# SOURCE DOCUMENT
=== Begin Enclosure ===
= Roy Taylor (diabetologist) =

British physician

Roy Taylor (born 1952) is a physician, diabetologist, and author who is currently Emeritus Professor of Medicine and Metabolism at Newcastle University UK. He was previously the Director of Newcastle Magnetic Resonance Centre and Honorary Consultant Physician at Newcastle upon Tyne Hospitals NHS Foundation Trust. His Scopus h-index is 65 (As of 2025).

Taylor has worked on identifying the cause of type 2 diabetes leading to programmes for remission and in establishing retinal screening for diabetic eye disease with decreased rates of diabetic blindness in the United Kingdom.

Taylor qualified in medicine at the University of Edinburgh. He has been conducting research on type 2 diabetes since 1978. He founded the Newcastle Magnetic Resonance Centre in 2006 to apply innovative techniques to study in all medical specialities.

In 2011 Taylor tested his Twin Cycle Hypothesis of the cause of type 2 diabetes showing that it was a simple, reversible condition of excess fat within liver and pancreas in the early years after diagnosis. This led to a series of studies, including the Diabetes Remission Clinical Trial which demonstrated that type 2 diabetes can be reversed to normal in Primary Care and that the underlying pathophysiological changes were durable. He has also shown that the whole pancreas is small and irregularly shaped in type 2 diabetes, and that it returns to normal very gradually during 2 years of remission from type 2 diabetes. He developed the Personal Fat Threshold hypothesis together with Professor Rury Holman He then showed that type 2 diabetes in people with normal body mass index had the same cause as in heavier people and long term remission could be achieved by weight loss within the normal body mass index range.
=== End Enclosure ===
# DATA EXCERPTS
=== Begin Enclosure ===
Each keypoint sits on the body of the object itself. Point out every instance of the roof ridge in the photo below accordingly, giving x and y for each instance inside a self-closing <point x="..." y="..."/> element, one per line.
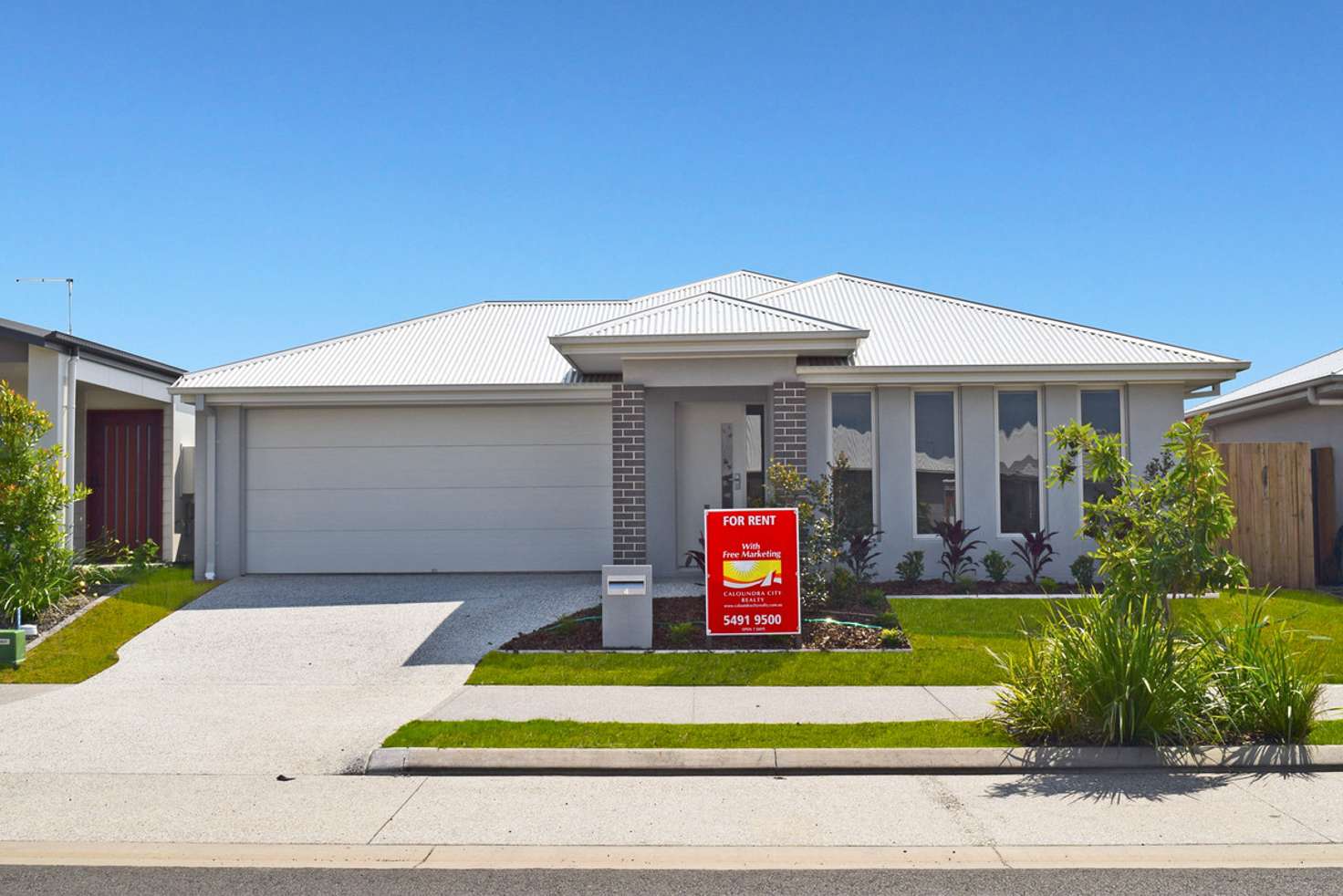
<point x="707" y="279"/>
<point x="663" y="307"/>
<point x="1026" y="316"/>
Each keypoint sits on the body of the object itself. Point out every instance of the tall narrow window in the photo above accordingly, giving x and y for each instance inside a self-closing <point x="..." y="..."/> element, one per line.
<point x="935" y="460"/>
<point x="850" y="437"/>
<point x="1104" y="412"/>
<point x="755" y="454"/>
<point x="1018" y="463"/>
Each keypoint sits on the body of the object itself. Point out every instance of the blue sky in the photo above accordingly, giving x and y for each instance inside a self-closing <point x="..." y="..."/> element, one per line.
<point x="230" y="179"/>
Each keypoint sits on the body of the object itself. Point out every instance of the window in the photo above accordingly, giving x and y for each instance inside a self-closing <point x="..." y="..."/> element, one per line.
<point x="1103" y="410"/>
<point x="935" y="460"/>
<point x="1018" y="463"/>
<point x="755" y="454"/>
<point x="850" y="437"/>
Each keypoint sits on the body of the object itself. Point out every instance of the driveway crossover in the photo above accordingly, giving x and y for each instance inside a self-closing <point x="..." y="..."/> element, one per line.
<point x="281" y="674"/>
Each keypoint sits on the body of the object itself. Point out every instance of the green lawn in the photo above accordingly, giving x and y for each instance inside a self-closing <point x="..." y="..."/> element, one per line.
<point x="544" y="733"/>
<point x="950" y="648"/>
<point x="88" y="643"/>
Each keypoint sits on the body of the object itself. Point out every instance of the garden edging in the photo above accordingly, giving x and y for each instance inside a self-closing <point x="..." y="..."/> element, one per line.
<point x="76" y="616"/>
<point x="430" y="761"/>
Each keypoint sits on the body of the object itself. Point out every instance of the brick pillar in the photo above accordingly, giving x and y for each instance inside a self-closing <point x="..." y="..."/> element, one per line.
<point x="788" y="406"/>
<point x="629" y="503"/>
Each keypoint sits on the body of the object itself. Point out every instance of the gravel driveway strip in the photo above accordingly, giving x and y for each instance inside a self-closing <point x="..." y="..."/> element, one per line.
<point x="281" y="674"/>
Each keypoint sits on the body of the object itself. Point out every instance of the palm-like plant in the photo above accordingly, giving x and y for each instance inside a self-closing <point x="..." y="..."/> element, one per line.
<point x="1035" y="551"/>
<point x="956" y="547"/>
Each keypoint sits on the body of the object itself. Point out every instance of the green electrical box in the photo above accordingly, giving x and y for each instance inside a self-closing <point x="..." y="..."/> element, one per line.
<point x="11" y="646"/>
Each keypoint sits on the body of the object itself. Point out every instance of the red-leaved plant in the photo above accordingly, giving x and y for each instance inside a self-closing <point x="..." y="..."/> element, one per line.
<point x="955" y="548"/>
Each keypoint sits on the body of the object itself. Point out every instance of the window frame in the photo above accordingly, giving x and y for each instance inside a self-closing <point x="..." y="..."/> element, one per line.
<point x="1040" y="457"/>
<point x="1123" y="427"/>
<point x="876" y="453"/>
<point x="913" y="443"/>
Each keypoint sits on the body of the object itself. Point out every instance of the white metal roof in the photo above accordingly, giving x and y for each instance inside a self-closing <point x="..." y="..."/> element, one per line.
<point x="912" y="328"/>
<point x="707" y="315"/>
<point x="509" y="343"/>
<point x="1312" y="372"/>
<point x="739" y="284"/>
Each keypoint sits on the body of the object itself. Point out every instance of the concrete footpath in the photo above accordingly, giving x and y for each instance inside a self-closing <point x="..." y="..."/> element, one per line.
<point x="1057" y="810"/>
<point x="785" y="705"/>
=== End Enclosure ===
# REQUIRED WORK
A. Reproduce the Roy Taylor article word for word, beginning with "British physician" and ending after "the United Kingdom.".
B. Continue the Roy Taylor article from its last sentence.

# ANSWERS TO THE EXERCISE
A.
British physician

Roy Taylor (born 1952) is a physician, diabetologist, and author who is currently Emeritus Professor of Medicine and Metabolism at Newcastle University UK. He was previously the Director of Newcastle Magnetic Resonance Centre and Honorary Consultant Physician at Newcastle upon Tyne Hospitals NHS Foundation Trust. His Scopus h-index is 65 (As of 2025).

Taylor has worked on identifying the cause of type 2 diabetes leading to programmes for remission and in establishing retinal screening for diabetic eye disease with decreased rates of diabetic blindness in the United Kingdom.

B.
Taylor developed the system now used throughout the United Kingdom for screening for diabetic eye disease, which has resulted in a major reduction in blindness due to diabetes across the UK. He developed teaching aids for retinal screeners — a profession which he pioneered — co-founding the British Association of Retinal Screeners with training programme and recognised professional qualification. He is also the author of a training manual for retinal screeners, The Handbook of Retinal Screening.

In addition, he developed the Newcastle Obstetric Medical service and advanced clinical management in diabetes during pregnancy and also in severe hyperemesis.

He is the author of Life Without Diabetes, a popular guide to understanding and reversing type 2 diabetes and achieving lasting remission.

Taylor was appointed Member of the Order of the British Empire (MBE) in the 2023 New Year Honours for services to diabetic research.